Records supplied:
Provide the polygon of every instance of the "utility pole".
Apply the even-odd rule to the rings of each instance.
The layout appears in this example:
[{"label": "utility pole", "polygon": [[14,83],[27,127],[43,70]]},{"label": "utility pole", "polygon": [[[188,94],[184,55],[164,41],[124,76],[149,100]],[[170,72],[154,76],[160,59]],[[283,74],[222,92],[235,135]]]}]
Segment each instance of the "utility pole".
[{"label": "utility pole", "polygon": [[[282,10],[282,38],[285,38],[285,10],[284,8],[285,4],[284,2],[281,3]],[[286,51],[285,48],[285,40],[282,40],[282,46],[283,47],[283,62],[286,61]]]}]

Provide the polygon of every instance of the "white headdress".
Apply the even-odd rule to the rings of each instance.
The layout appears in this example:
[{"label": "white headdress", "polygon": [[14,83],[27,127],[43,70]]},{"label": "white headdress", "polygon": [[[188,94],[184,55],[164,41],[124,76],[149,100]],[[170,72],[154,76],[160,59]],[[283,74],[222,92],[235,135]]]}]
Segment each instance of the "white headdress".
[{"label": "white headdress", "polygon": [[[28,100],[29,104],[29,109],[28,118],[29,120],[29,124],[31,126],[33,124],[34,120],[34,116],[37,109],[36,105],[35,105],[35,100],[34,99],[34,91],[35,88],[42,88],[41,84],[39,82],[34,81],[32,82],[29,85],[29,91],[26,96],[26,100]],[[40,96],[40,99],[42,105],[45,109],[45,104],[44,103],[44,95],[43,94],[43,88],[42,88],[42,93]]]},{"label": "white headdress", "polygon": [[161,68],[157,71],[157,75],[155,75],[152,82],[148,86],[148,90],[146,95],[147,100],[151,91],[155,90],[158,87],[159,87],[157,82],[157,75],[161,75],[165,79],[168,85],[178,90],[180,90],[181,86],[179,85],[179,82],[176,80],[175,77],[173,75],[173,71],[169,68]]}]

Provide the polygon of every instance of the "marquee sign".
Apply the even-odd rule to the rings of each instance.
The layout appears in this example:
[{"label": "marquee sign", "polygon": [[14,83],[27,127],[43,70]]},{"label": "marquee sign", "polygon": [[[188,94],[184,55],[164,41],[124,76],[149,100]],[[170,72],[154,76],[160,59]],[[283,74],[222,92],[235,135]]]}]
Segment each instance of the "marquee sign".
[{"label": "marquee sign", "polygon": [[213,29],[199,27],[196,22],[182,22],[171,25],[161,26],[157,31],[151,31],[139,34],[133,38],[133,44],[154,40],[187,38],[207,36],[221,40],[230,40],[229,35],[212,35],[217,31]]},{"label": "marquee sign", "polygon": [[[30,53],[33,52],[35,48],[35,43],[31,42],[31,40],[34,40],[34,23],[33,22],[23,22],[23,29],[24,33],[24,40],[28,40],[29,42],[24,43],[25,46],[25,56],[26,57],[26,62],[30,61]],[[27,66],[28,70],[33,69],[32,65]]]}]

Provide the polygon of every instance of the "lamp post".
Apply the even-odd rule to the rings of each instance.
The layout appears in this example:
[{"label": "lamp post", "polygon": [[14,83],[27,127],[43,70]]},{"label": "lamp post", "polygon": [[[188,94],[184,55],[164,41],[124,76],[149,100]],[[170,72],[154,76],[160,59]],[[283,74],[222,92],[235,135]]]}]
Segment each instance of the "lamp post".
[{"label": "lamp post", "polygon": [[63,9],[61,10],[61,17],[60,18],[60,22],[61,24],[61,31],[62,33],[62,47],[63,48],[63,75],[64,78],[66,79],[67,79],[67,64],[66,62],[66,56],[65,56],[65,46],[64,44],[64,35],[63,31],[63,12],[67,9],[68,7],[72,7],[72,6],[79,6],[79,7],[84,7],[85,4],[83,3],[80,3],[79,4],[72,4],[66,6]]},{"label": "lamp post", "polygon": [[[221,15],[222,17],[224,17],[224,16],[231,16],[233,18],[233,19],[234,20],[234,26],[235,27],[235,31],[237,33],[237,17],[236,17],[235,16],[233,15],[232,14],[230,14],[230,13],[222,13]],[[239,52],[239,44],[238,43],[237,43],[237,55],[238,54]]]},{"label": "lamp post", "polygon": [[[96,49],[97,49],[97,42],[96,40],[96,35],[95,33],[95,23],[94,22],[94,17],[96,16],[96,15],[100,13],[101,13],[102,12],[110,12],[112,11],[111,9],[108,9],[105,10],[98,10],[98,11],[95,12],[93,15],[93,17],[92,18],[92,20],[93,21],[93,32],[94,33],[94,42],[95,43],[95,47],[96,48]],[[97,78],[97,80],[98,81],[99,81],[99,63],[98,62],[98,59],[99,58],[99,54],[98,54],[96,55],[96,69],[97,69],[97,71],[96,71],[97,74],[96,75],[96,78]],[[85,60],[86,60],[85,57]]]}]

What needs to be done: Count the lines above that contain the word "Provide" and give only that number.

Response below: 4